#### AIM OF THE EXERCISE:
Read the data and repeat it in full, exactly.

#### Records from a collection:
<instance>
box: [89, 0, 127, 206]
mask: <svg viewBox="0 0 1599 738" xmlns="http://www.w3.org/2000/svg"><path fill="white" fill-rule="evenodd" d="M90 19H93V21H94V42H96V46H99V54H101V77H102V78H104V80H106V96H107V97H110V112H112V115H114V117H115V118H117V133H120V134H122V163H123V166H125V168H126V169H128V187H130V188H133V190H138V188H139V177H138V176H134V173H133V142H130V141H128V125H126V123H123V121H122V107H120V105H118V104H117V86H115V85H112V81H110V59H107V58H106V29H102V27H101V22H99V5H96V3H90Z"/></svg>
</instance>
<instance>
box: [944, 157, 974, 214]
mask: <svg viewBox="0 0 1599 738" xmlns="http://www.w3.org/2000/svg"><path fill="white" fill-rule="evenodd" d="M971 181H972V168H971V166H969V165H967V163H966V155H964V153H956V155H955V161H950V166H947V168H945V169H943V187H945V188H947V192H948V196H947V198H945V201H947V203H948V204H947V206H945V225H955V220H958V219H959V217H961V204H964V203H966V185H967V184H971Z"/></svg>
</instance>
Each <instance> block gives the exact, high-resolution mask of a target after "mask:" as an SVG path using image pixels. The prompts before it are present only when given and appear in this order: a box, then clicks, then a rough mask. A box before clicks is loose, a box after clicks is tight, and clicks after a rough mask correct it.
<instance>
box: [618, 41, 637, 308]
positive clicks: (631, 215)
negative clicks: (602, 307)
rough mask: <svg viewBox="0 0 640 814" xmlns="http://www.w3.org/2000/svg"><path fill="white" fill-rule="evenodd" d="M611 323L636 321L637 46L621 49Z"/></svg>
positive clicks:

#### SOLVED EXERCISE:
<instance>
box: [89, 0, 127, 206]
mask: <svg viewBox="0 0 1599 738" xmlns="http://www.w3.org/2000/svg"><path fill="white" fill-rule="evenodd" d="M90 19H93V21H94V42H96V46H99V54H101V77H102V78H104V80H106V96H107V97H110V112H112V115H114V117H115V118H117V133H120V134H122V163H123V166H125V168H126V169H128V187H130V188H133V190H138V188H139V177H138V176H134V173H133V142H130V141H128V125H126V123H123V121H122V107H120V105H118V104H117V86H115V85H112V81H110V59H107V58H106V29H102V27H101V22H99V5H96V3H90Z"/></svg>
</instance>
<instance>
box: [944, 157, 974, 214]
mask: <svg viewBox="0 0 1599 738" xmlns="http://www.w3.org/2000/svg"><path fill="white" fill-rule="evenodd" d="M971 181H972V168H971V166H969V165H967V163H966V155H964V153H956V155H955V161H950V166H947V168H945V169H943V187H945V188H947V192H948V196H947V198H945V201H947V203H948V204H947V206H945V225H955V220H958V219H959V217H961V204H964V203H966V185H967V184H971Z"/></svg>
</instance>
Each <instance> block gives the exact, high-resolution mask of a target after "mask:" as an SVG path using image pixels. The prompts before it are present only when given and appear in this order: a box, then clicks, then a rough mask. A box before clicks is loose, a box after clicks is tight, and clicks after a rough mask correct it.
<instance>
box: [618, 41, 637, 308]
positive clicks: (631, 215)
negative clicks: (602, 307)
rough mask: <svg viewBox="0 0 640 814" xmlns="http://www.w3.org/2000/svg"><path fill="white" fill-rule="evenodd" d="M611 323L636 321L637 46L621 49Z"/></svg>
positive clicks:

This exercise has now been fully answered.